**Aim of the exercise**
Rewrite the stretch from the line that contains "Where can the water surface" through the end of the rows below, substituting "cupboard door" for "cabinet door" and leaving all else unchanged.

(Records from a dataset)
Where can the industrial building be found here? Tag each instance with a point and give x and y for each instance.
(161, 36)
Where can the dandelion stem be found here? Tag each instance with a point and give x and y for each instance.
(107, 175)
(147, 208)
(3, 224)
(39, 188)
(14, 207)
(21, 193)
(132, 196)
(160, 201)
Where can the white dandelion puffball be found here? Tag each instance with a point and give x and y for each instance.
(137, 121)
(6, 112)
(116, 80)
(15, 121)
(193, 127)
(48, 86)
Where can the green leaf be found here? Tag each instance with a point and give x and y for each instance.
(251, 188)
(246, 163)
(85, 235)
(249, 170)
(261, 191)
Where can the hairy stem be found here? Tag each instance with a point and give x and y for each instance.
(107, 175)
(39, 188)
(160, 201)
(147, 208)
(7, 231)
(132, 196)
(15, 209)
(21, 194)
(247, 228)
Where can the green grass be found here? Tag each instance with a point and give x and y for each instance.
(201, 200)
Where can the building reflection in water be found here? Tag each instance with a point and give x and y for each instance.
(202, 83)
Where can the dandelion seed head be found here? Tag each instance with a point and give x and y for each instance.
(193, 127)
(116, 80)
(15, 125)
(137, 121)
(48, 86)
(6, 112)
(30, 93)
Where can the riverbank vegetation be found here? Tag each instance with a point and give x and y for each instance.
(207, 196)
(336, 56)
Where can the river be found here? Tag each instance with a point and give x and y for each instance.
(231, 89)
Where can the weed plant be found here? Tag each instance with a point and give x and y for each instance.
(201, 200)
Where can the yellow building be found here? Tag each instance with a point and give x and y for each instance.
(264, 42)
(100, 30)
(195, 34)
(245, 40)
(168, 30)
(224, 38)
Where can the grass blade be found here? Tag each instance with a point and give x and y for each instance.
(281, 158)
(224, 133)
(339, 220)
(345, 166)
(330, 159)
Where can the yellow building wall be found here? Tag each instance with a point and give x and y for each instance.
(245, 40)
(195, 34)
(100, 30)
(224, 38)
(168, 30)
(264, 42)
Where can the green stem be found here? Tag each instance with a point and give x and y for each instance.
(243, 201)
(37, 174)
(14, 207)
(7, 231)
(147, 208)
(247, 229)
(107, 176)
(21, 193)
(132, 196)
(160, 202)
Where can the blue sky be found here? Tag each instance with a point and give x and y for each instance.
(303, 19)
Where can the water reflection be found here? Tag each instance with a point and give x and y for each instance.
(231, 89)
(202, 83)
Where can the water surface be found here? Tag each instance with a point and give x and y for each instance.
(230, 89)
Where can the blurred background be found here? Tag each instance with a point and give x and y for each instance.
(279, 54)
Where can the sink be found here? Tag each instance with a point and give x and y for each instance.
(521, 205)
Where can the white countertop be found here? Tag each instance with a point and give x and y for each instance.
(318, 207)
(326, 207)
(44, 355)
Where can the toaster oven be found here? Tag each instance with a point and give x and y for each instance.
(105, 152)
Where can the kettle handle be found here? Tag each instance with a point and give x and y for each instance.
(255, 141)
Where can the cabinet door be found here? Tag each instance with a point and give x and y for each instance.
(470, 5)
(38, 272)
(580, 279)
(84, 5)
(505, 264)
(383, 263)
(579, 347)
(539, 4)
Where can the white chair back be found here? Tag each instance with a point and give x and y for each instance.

**Final answer**
Where can the water surface be found here? Tag each instance with a point and give x and y for each instance.
(230, 89)
Where can the blurred background be found here? Tag each instance with a point and give x and y for each instance.
(279, 54)
Where can the sink be found here? Tag each instance with a point and give x and y for each instance.
(521, 205)
Where can the white countertop be found here? Tag each instance with a point and give x and y for each instance.
(318, 207)
(326, 207)
(44, 355)
Where can the toaster oven be found here? Tag each instance with a point and give x and y for each instance.
(105, 152)
Where can the kettle handle be found here? Tag each instance with a point and give x and y for each instance.
(255, 141)
Where can the cupboard door be found here? Tag each instance with a point and give x and y for each instance.
(470, 5)
(38, 272)
(580, 279)
(84, 5)
(505, 264)
(383, 263)
(579, 347)
(539, 4)
Where can the white chair back be found here? Tag each instance with a point and give x and y for each instance.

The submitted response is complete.